====== INPUT MATERIAL ======

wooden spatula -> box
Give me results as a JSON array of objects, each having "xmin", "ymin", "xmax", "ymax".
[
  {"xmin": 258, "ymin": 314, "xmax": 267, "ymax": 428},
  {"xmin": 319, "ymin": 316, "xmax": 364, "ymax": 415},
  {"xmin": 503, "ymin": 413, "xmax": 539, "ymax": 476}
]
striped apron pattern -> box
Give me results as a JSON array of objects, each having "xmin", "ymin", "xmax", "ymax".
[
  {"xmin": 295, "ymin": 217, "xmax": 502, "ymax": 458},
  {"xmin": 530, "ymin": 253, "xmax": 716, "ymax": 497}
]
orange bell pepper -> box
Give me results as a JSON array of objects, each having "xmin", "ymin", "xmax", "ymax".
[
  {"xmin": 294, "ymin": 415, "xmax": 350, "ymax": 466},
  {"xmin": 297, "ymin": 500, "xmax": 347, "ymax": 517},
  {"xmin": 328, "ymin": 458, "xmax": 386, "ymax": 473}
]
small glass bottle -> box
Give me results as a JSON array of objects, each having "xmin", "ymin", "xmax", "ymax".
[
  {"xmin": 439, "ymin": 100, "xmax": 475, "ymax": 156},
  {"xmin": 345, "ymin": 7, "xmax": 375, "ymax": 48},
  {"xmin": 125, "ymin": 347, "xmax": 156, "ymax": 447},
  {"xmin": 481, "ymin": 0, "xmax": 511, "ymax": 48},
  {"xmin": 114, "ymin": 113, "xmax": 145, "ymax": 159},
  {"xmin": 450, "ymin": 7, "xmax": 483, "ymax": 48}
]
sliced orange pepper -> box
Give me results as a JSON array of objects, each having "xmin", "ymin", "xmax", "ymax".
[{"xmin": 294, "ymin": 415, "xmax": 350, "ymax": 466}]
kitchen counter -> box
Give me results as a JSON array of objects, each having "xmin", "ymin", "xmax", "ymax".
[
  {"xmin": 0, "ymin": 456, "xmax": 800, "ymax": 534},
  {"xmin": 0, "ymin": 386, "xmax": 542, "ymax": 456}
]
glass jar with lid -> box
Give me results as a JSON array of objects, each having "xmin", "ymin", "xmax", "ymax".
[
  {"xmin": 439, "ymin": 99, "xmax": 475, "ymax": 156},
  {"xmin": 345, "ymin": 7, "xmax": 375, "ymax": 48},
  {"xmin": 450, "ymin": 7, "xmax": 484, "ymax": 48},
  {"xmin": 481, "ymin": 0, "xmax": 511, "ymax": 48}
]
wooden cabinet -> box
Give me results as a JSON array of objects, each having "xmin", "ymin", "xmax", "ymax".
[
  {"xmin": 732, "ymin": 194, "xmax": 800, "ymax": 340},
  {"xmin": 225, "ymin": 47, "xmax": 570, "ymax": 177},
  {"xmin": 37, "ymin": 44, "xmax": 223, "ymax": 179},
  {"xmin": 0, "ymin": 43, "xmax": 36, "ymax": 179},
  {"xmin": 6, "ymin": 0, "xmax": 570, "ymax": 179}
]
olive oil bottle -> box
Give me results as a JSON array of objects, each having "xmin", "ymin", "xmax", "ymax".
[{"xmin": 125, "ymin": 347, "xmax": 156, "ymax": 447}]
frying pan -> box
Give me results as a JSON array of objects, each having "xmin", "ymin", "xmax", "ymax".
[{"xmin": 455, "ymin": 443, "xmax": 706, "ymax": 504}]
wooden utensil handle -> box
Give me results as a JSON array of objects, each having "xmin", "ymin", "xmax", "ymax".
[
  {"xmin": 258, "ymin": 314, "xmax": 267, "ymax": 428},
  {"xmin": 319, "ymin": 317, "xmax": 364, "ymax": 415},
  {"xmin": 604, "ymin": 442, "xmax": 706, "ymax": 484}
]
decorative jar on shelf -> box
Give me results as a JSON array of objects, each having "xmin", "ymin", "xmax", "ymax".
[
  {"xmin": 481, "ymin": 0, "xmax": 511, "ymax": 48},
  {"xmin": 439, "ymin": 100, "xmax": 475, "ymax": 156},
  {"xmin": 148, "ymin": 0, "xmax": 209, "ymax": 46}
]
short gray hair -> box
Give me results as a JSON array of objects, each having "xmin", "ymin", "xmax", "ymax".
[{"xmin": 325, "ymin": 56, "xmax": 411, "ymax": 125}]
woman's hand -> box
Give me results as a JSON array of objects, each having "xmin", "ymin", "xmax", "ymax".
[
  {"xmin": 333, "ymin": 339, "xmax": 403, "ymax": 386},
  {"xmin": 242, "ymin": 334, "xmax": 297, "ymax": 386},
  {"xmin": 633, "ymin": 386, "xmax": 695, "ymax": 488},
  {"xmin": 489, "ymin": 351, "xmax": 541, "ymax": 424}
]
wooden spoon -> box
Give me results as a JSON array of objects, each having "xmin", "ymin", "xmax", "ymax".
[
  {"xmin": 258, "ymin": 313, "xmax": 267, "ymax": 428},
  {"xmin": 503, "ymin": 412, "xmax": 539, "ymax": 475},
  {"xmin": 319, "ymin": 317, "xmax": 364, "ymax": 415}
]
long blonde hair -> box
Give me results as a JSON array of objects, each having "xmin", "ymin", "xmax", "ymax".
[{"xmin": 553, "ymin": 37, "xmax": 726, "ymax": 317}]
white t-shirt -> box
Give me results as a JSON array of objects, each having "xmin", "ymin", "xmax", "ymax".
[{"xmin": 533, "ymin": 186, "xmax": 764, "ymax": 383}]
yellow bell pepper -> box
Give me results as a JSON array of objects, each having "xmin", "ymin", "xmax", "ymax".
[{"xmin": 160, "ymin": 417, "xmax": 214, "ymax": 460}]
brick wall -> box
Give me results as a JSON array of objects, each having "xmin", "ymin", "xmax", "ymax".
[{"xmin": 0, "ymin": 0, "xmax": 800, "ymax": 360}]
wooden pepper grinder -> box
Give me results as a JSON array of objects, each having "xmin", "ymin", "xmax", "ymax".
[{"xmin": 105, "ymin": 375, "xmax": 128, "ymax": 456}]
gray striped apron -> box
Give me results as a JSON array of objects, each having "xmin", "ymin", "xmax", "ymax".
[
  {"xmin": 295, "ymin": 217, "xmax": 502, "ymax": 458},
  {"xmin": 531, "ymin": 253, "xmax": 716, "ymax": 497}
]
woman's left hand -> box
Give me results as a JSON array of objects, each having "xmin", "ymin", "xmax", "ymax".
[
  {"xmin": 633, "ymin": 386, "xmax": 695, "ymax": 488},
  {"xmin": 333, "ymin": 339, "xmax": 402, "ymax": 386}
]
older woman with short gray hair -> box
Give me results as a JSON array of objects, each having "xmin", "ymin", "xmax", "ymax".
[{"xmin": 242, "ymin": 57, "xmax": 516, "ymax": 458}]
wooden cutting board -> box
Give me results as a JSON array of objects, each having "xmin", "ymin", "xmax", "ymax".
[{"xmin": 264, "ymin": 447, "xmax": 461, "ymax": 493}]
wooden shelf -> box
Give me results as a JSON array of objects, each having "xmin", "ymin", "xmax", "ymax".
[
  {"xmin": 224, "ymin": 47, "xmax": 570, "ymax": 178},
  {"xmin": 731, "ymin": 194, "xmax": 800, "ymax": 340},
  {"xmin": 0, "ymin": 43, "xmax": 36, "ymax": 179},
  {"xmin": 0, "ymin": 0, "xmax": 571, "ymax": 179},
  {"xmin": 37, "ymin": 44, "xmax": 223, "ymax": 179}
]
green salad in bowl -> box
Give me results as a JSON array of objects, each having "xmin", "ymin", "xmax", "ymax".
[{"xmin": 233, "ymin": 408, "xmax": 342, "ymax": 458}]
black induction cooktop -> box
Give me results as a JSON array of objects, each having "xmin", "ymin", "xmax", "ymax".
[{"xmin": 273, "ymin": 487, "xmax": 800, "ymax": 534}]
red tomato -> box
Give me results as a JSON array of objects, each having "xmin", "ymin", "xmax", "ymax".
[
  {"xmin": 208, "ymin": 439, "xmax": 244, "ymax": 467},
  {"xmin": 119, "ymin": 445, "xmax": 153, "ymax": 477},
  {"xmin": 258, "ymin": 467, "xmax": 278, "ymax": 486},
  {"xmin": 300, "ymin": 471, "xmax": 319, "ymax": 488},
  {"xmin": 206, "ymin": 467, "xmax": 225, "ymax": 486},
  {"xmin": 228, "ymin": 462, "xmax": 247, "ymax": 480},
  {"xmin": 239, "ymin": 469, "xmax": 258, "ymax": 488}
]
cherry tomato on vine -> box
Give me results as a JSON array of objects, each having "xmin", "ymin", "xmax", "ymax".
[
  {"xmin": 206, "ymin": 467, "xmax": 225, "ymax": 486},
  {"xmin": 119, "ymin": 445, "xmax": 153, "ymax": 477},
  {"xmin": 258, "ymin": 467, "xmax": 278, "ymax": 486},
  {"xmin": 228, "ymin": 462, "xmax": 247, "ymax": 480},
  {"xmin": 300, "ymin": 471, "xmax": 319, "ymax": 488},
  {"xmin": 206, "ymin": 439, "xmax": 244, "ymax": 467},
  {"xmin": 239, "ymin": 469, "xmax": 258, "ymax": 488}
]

======

● EXERCISE BRIEF: Find the line containing "red tomato -> box". Reproduce it exactly, along with every line after it through the last.

● TASK ANSWER:
red tomato -> box
Give me results as a JSON array of objects, each having "xmin", "ymin", "xmax", "ymax".
[
  {"xmin": 208, "ymin": 439, "xmax": 244, "ymax": 467},
  {"xmin": 119, "ymin": 445, "xmax": 153, "ymax": 477},
  {"xmin": 258, "ymin": 467, "xmax": 278, "ymax": 486},
  {"xmin": 300, "ymin": 471, "xmax": 319, "ymax": 488},
  {"xmin": 206, "ymin": 467, "xmax": 225, "ymax": 486},
  {"xmin": 228, "ymin": 462, "xmax": 247, "ymax": 480},
  {"xmin": 239, "ymin": 469, "xmax": 258, "ymax": 488}
]
cherry tomato on vine -> box
Give me results as a JSON array of objects, each having "xmin", "ymin", "xmax", "ymax".
[
  {"xmin": 206, "ymin": 467, "xmax": 225, "ymax": 486},
  {"xmin": 119, "ymin": 445, "xmax": 153, "ymax": 477},
  {"xmin": 258, "ymin": 467, "xmax": 278, "ymax": 486},
  {"xmin": 228, "ymin": 462, "xmax": 247, "ymax": 480},
  {"xmin": 300, "ymin": 471, "xmax": 319, "ymax": 488},
  {"xmin": 206, "ymin": 439, "xmax": 244, "ymax": 467},
  {"xmin": 239, "ymin": 469, "xmax": 258, "ymax": 488}
]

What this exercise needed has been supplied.